INSTRUCTIONS FOR THE TASK
Pictures aside, can you reproduce the records word for word?

***** INPUT MATERIAL *****

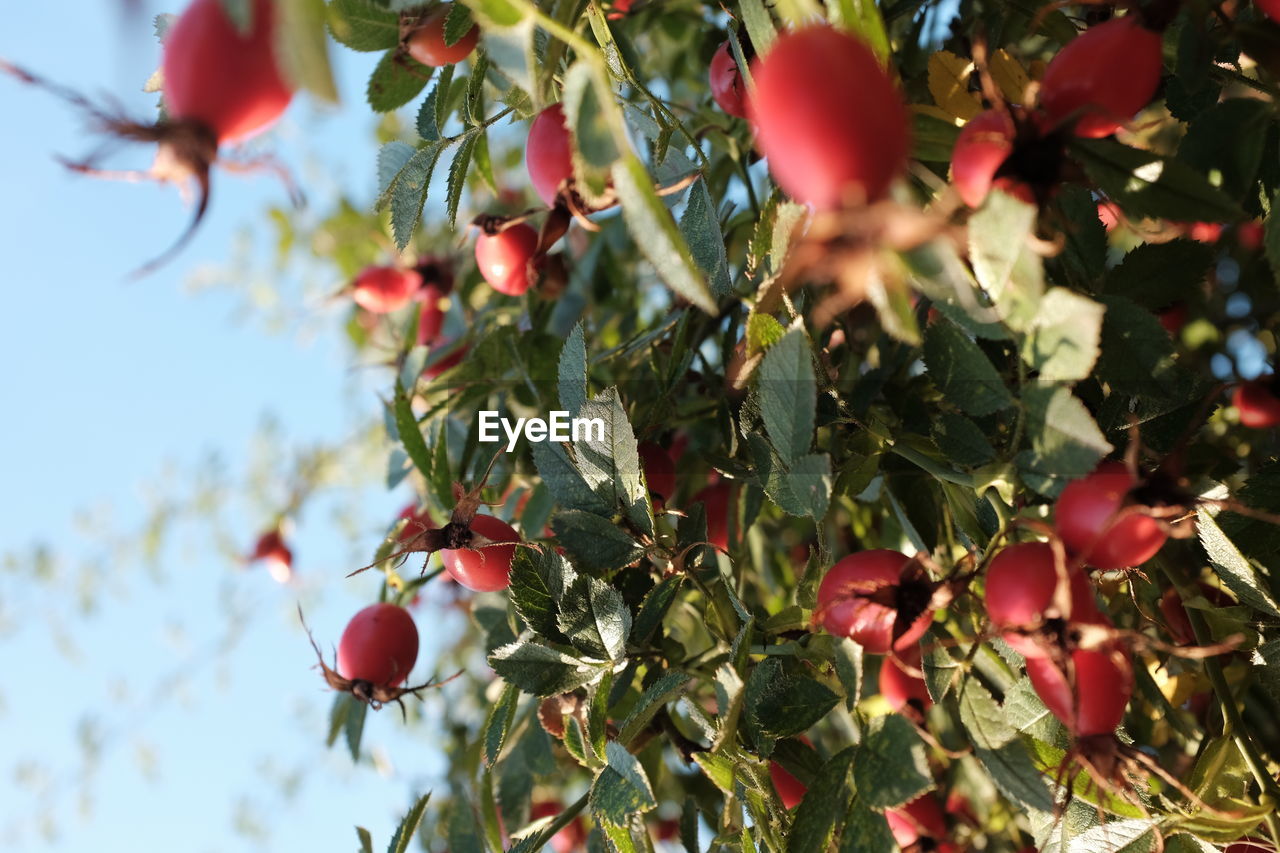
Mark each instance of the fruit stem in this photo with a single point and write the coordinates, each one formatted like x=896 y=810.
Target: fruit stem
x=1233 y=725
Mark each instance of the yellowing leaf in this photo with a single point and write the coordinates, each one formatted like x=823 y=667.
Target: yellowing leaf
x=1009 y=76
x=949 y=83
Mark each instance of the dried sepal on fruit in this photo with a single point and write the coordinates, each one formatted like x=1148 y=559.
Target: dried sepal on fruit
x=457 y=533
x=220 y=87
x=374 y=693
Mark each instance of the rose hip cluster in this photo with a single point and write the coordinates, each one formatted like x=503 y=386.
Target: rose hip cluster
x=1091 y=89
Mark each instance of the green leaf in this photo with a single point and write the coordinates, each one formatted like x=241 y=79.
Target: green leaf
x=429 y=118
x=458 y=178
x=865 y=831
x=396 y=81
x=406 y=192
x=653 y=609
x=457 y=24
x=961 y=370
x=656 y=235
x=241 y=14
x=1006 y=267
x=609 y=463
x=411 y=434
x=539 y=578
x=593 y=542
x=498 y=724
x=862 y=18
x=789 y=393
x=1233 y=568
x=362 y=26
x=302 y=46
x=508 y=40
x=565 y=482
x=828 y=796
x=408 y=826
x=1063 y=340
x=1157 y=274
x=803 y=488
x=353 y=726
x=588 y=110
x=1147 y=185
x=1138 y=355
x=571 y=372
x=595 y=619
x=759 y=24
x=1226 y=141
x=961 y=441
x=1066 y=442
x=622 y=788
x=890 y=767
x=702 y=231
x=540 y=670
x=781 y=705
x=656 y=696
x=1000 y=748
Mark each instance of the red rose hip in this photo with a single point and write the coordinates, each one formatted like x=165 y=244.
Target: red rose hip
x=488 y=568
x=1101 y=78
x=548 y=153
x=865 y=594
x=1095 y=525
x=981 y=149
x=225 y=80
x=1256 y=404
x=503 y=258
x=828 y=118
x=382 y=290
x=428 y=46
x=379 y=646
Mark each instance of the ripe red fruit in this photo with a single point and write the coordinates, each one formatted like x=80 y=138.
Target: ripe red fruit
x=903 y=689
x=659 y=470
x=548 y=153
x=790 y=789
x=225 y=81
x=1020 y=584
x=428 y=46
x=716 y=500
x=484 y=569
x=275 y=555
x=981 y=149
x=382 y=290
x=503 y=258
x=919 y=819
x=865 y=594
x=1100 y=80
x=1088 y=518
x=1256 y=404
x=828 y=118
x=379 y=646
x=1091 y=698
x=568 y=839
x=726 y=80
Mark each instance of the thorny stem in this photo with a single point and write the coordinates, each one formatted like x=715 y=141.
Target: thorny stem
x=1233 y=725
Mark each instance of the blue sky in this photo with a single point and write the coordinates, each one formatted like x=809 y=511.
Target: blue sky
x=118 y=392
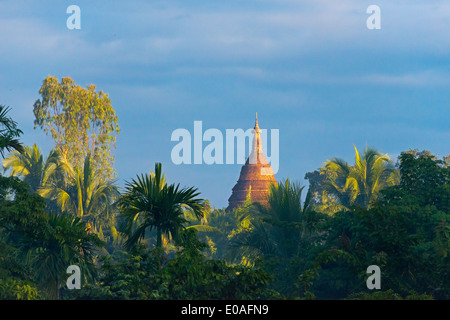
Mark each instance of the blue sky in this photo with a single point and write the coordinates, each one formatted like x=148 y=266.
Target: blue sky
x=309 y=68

*****

REPLY
Mark each instance of the fruit stem in this photo with a single point and write the coordinates, each one formatted like x=896 y=810.
Target: fruit stem
x=1233 y=725
Mark each instance of the yellowing leaf in this photo with a single point and write the coordinates, each one formatted like x=823 y=667.
Target: yellowing leaf
x=1009 y=76
x=949 y=83
Mark each instance of the dried sepal on fruit in this photo with a single point and write the coordinates, each one formatted like x=1148 y=559.
Target: dried sepal on fruit
x=457 y=533
x=220 y=87
x=374 y=693
Mark each instance of the rose hip cluster in this photo with a single point and write the coordinates, each one formatted like x=503 y=386.
Target: rose hip cluster
x=1091 y=89
Mark each instance of the green leaf in this photo with a single point and write the coordinates, each one formatted like x=241 y=79.
Target: green leaf
x=429 y=118
x=458 y=178
x=865 y=831
x=396 y=81
x=406 y=192
x=653 y=609
x=457 y=24
x=961 y=370
x=656 y=235
x=241 y=14
x=1006 y=267
x=609 y=463
x=411 y=434
x=539 y=578
x=593 y=542
x=498 y=724
x=862 y=18
x=789 y=393
x=1233 y=568
x=362 y=26
x=302 y=46
x=508 y=40
x=565 y=482
x=828 y=796
x=408 y=826
x=1063 y=340
x=1157 y=274
x=803 y=488
x=353 y=726
x=588 y=110
x=1147 y=185
x=1138 y=355
x=571 y=372
x=595 y=619
x=759 y=24
x=1226 y=141
x=961 y=441
x=1066 y=442
x=622 y=788
x=890 y=767
x=702 y=231
x=540 y=670
x=781 y=705
x=656 y=696
x=1000 y=748
Mark each instance of the red rose hip in this photo with a single point and write the coordinates, each one formatted like x=165 y=244.
Target: red rose hip
x=488 y=568
x=1101 y=78
x=548 y=153
x=865 y=594
x=1095 y=525
x=981 y=149
x=225 y=80
x=1256 y=404
x=503 y=258
x=828 y=118
x=382 y=290
x=428 y=46
x=379 y=646
Mark each instance of the ripe red fruit in this photo with a single point and write the coordinates, each one formatted like x=80 y=138.
Target: ripe red fruit
x=903 y=689
x=659 y=470
x=548 y=153
x=790 y=789
x=225 y=81
x=1020 y=584
x=428 y=46
x=716 y=500
x=484 y=569
x=275 y=555
x=981 y=149
x=382 y=290
x=503 y=258
x=919 y=819
x=865 y=594
x=1100 y=80
x=1088 y=518
x=1256 y=404
x=828 y=118
x=379 y=646
x=1091 y=698
x=568 y=839
x=726 y=80
Mark each instance of the thorny stem in this photo with a single point and write the coordinates, each one formatted like x=715 y=141.
Target: thorny stem
x=1233 y=725
Mark each instance of the blue sky in this photo with a single point and write the coordinates, each one formatted like x=809 y=511.
Target: blue sky
x=118 y=392
Mark each instance of the blue sky in this photo with a single point and write the coordinates, each one formatted like x=148 y=266.
Target: blue sky
x=309 y=68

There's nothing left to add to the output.